------ Input rows ------

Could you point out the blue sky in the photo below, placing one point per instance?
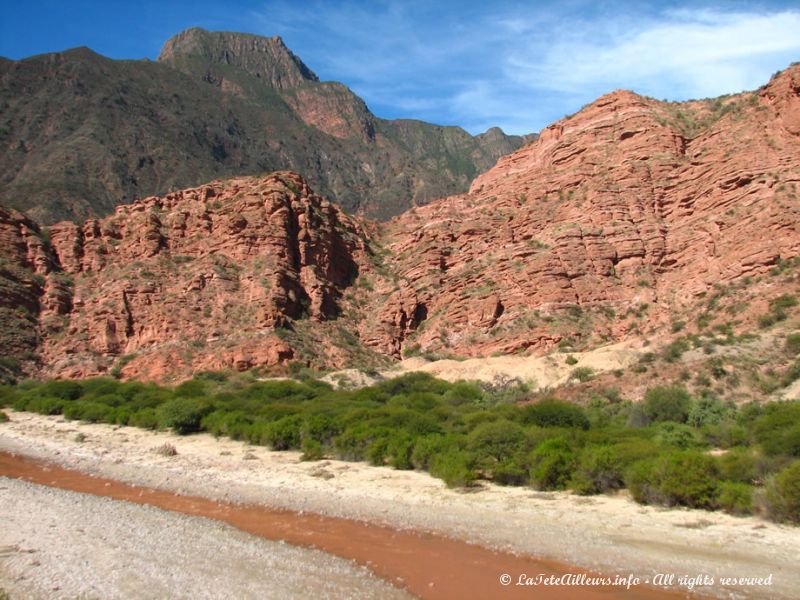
(518, 65)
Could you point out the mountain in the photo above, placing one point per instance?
(633, 219)
(616, 223)
(81, 133)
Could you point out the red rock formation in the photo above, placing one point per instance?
(615, 220)
(631, 207)
(198, 279)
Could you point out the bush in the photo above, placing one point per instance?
(94, 412)
(676, 478)
(312, 450)
(736, 498)
(599, 470)
(183, 415)
(63, 389)
(778, 430)
(667, 404)
(555, 413)
(45, 405)
(707, 411)
(454, 467)
(513, 471)
(145, 418)
(674, 350)
(284, 434)
(582, 374)
(495, 442)
(738, 466)
(676, 435)
(552, 464)
(783, 494)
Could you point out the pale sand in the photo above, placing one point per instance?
(539, 372)
(601, 533)
(57, 544)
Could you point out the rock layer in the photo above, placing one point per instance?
(198, 279)
(631, 208)
(616, 222)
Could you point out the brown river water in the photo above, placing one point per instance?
(427, 565)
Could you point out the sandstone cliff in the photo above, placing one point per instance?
(615, 221)
(81, 133)
(619, 222)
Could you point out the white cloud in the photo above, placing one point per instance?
(521, 67)
(687, 54)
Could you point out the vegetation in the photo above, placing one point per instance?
(465, 432)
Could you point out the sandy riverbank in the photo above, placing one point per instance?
(57, 544)
(606, 534)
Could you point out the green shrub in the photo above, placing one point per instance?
(783, 494)
(683, 478)
(45, 405)
(183, 415)
(582, 374)
(552, 464)
(63, 389)
(284, 434)
(145, 418)
(778, 429)
(738, 465)
(513, 471)
(495, 442)
(312, 450)
(94, 412)
(667, 404)
(427, 447)
(674, 351)
(736, 498)
(599, 470)
(555, 413)
(676, 435)
(707, 410)
(454, 467)
(398, 451)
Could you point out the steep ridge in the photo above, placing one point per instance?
(615, 224)
(630, 208)
(198, 279)
(81, 133)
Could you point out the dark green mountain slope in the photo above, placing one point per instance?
(80, 133)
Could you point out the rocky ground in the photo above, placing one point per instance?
(58, 544)
(603, 533)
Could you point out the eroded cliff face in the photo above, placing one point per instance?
(198, 279)
(615, 221)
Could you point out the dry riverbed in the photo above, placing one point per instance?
(60, 544)
(606, 534)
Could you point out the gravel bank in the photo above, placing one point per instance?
(59, 544)
(606, 534)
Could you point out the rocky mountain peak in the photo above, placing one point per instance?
(266, 58)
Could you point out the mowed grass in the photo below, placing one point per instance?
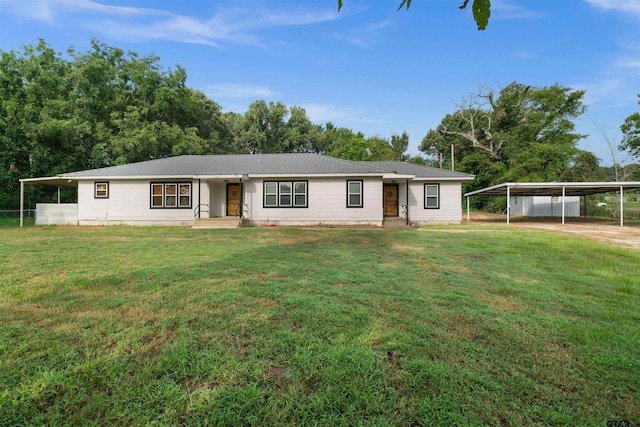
(276, 326)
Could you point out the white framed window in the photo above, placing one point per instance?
(157, 195)
(354, 194)
(184, 192)
(432, 196)
(300, 194)
(285, 194)
(171, 195)
(270, 194)
(101, 190)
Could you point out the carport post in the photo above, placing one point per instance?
(21, 201)
(508, 203)
(621, 206)
(563, 194)
(467, 208)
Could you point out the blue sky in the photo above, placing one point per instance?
(369, 67)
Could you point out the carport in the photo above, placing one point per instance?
(558, 189)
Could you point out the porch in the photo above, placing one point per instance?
(220, 199)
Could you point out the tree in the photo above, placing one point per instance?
(274, 128)
(94, 109)
(517, 133)
(631, 133)
(481, 10)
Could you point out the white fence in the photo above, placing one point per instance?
(56, 213)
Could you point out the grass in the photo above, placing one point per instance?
(255, 326)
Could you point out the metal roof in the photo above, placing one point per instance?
(252, 164)
(419, 171)
(232, 164)
(553, 188)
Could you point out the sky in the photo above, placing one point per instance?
(369, 67)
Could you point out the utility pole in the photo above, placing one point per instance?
(452, 160)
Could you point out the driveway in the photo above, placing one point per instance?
(610, 232)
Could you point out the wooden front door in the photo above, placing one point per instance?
(233, 199)
(390, 199)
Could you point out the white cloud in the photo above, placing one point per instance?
(633, 63)
(522, 54)
(379, 25)
(233, 25)
(506, 10)
(340, 116)
(353, 40)
(627, 6)
(234, 90)
(608, 92)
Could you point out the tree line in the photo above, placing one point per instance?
(103, 107)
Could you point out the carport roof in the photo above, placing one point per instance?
(553, 188)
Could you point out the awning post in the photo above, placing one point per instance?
(468, 215)
(508, 203)
(21, 202)
(563, 194)
(621, 207)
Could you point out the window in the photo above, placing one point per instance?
(171, 195)
(354, 194)
(285, 194)
(101, 190)
(270, 194)
(432, 196)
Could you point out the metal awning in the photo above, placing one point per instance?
(552, 188)
(560, 189)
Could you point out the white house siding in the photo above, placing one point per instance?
(326, 200)
(129, 203)
(217, 199)
(450, 211)
(56, 213)
(544, 206)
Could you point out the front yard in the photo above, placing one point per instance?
(257, 326)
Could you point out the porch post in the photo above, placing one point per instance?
(563, 194)
(407, 201)
(468, 215)
(21, 201)
(242, 198)
(508, 203)
(621, 206)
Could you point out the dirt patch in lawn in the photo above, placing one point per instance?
(608, 232)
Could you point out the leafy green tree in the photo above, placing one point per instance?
(274, 128)
(94, 109)
(519, 133)
(631, 134)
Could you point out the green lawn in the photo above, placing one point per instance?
(276, 326)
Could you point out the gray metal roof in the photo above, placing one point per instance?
(552, 188)
(419, 171)
(233, 164)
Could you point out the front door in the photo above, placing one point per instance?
(390, 200)
(233, 199)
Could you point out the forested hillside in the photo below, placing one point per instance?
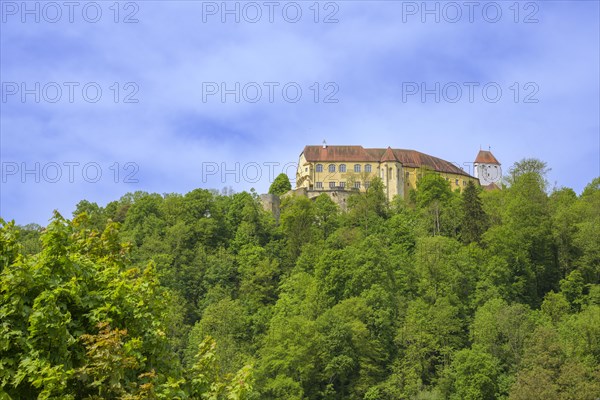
(472, 295)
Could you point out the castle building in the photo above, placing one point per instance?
(488, 170)
(336, 168)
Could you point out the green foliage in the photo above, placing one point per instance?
(281, 185)
(472, 295)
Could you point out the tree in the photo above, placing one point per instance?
(474, 220)
(473, 375)
(432, 195)
(532, 167)
(281, 185)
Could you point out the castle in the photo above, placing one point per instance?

------

Each record should be quoted exactly, with the images omitted.

- _Solution to this problem_
Could you point out the blue sky in the photo below, placing one point per instance?
(518, 65)
Could you point out the mountain in the photo above, placing one point per instance?
(633, 219)
(616, 223)
(81, 133)
Could you point out the red rock formation in the photo above, placing one point per instance?
(615, 220)
(631, 207)
(198, 279)
Could you point out the bush in the photo above, placing one point per instance?
(94, 412)
(676, 478)
(312, 450)
(736, 498)
(599, 470)
(183, 415)
(63, 389)
(778, 430)
(667, 404)
(555, 413)
(45, 405)
(707, 411)
(454, 467)
(513, 471)
(145, 418)
(674, 350)
(284, 434)
(582, 374)
(495, 442)
(738, 466)
(676, 435)
(552, 464)
(783, 494)
Could you point out the pale sand in the photo above, placing one point per instance?
(539, 372)
(601, 533)
(57, 544)
Could you point out the rock layer in the photo above, placing one point per instance?
(198, 279)
(631, 208)
(616, 222)
Could you point out the brown river water in the photo above, placing one point per instance?
(427, 565)
Could you point out the sandstone cliff in the photo above, placing one point per instance?
(615, 221)
(81, 133)
(619, 222)
Could you point out the white cloud in the photo above, placing one point per instance?
(521, 67)
(687, 54)
Could you point out the vegetation in the photo above, placing one point per instance?
(465, 432)
Could you point out the sandy riverbank in the photo above, placing one point per instance?
(57, 544)
(606, 534)
Could you point out the green shrub in the photo above, placing one point per instance?
(783, 494)
(683, 478)
(45, 405)
(183, 415)
(582, 374)
(552, 464)
(63, 389)
(284, 434)
(145, 418)
(778, 429)
(738, 465)
(513, 471)
(495, 442)
(312, 450)
(94, 412)
(667, 404)
(427, 447)
(674, 351)
(736, 498)
(599, 470)
(555, 413)
(676, 435)
(707, 410)
(454, 467)
(398, 451)
Could you point out the steep ridge in the photo above, placing one point per instance?
(615, 224)
(630, 208)
(198, 279)
(81, 133)
Could you point out the dark green mountain slope in the photo above, placing one point per instance?
(80, 133)
Could you point out the rocky ground in the photo above, placing one point per instance?
(58, 544)
(603, 533)
Could you point out the eroded cliff face in the photo above, placing one point per instance?
(198, 279)
(615, 221)
Could you point out the dry riverbed in the photo above, placing one point per instance?
(60, 544)
(606, 534)
Could you point out the gravel bank in the photo above, placing one point per instance?
(59, 544)
(606, 534)
Could you point out the rocky mountain peak in the photo above, placing one point per instance?
(266, 58)
Could you point out the mowed grass in the photo below, placing one point per instance?
(276, 326)
Could you point out the white framed window in the photo above, placing one point per instance?
(157, 195)
(354, 194)
(184, 192)
(432, 196)
(300, 194)
(285, 194)
(171, 195)
(270, 194)
(101, 190)
Could you point out the carport post in the photo above, placing one point per instance?
(21, 201)
(508, 203)
(621, 206)
(563, 194)
(467, 208)
Could you point out the blue sky in the photo above, placing one point per instance?
(369, 67)
Could you point out the carport in the photo above, placing one point per instance?
(558, 189)
Could you point out the porch in the photo above, placing one point per instance?
(220, 199)
Could you point out the tree in the photo above, placing one point per instance?
(274, 128)
(94, 109)
(517, 133)
(631, 133)
(481, 10)
Could you point out the white fence in the photo above, placing one point per instance?
(56, 213)
Could you point out the grass in the photo above, placing one point per instance?
(255, 326)
Could you point out the metal roof in the photo above, placing one point per instance?
(252, 164)
(419, 171)
(232, 164)
(553, 188)
Could you point out the sky in the photo above, placing one point per instance?
(369, 67)
Could you point out the utility pole in the photo above, placing one point per instance?
(452, 160)
Could you point out the driveway in the photo above, placing one point per instance?
(610, 232)
Could you point out the wooden front door in the photo above, placing one point per instance?
(233, 199)
(390, 199)
Could you point out the white cloud in the photo above, placing one point per instance?
(633, 63)
(522, 54)
(379, 25)
(233, 25)
(506, 10)
(340, 116)
(353, 40)
(627, 6)
(234, 90)
(608, 92)
Could you point out the tree line in the photo above, placing one point per instance?
(103, 107)
Could you point out the carport roof in the photo above, placing one point per instance?
(553, 188)
Could you point out the awning post in the photo above, placing one point per instance?
(468, 215)
(508, 203)
(21, 202)
(563, 194)
(621, 207)
Could you point out the window in the photo above, placing one point per instance?
(171, 195)
(354, 194)
(285, 194)
(101, 190)
(270, 194)
(432, 196)
Could you point out the metal awning in the photo above, placing one point per instance?
(552, 188)
(560, 189)
Could you point out the white house siding in the photo above, placing one point per instance?
(326, 200)
(129, 203)
(217, 199)
(450, 211)
(56, 213)
(544, 206)
Could you point out the front yard in the photo above, placing one point per instance?
(257, 326)
Could you point out the porch post in the photo above, placing one point per instance?
(563, 194)
(407, 201)
(468, 215)
(21, 201)
(242, 198)
(508, 203)
(621, 206)
Could you point out the dirt patch in lawn in the photo above, placing one point per instance?
(608, 232)
Could you point out the leafy green tree in the photo above, placing one point per instance?
(274, 128)
(94, 109)
(519, 133)
(631, 134)
Could you point out the green lawn in the photo above, placing one point per instance?
(276, 326)
Could you point out the gray metal roof in the photo above, placing one point per instance?
(552, 188)
(419, 171)
(233, 164)
Could you point out the front door in the photo above, placing one point per instance?
(390, 200)
(233, 199)
Could you point out the forested hillside in the photo below, placing one point per instance?
(472, 295)
Could you point out the castle building in the photo above, placing one point per instance?
(488, 170)
(336, 168)
Could you point out the green foliage in the photo above, placing one point per instance?
(281, 185)
(472, 295)
Could you point out the tree in the photo above, placing one point per instance?
(474, 220)
(473, 375)
(432, 195)
(532, 167)
(281, 185)
Could you point out the castle in the photo above, placing one point per instance?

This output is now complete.